■ What is being asked: Here are some records; return them all exactly.
--- START OF Task data ---
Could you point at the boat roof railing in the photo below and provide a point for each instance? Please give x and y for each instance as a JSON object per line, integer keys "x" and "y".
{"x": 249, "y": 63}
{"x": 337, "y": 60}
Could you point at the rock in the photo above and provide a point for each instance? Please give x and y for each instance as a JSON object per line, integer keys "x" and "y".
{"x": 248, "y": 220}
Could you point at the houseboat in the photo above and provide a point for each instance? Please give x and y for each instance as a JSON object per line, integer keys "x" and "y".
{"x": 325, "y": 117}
--- END OF Task data ---
■ Final answer:
Could you point at the boat roof railing in the photo below and provide a point for each instance? Please give x and y for each instance as a JSON object per line, integer keys "x" and "y".
{"x": 249, "y": 63}
{"x": 337, "y": 60}
Could you point at the rock in the photo above and provide a point for each instance? Please give x and y for each instance as a JSON object per line, integer keys "x" and "y".
{"x": 248, "y": 220}
Could you point at the houseboat in the photo above and provide a point for each instance? Please give x and y for each instance as a JSON object per line, integer keys "x" and "y".
{"x": 325, "y": 117}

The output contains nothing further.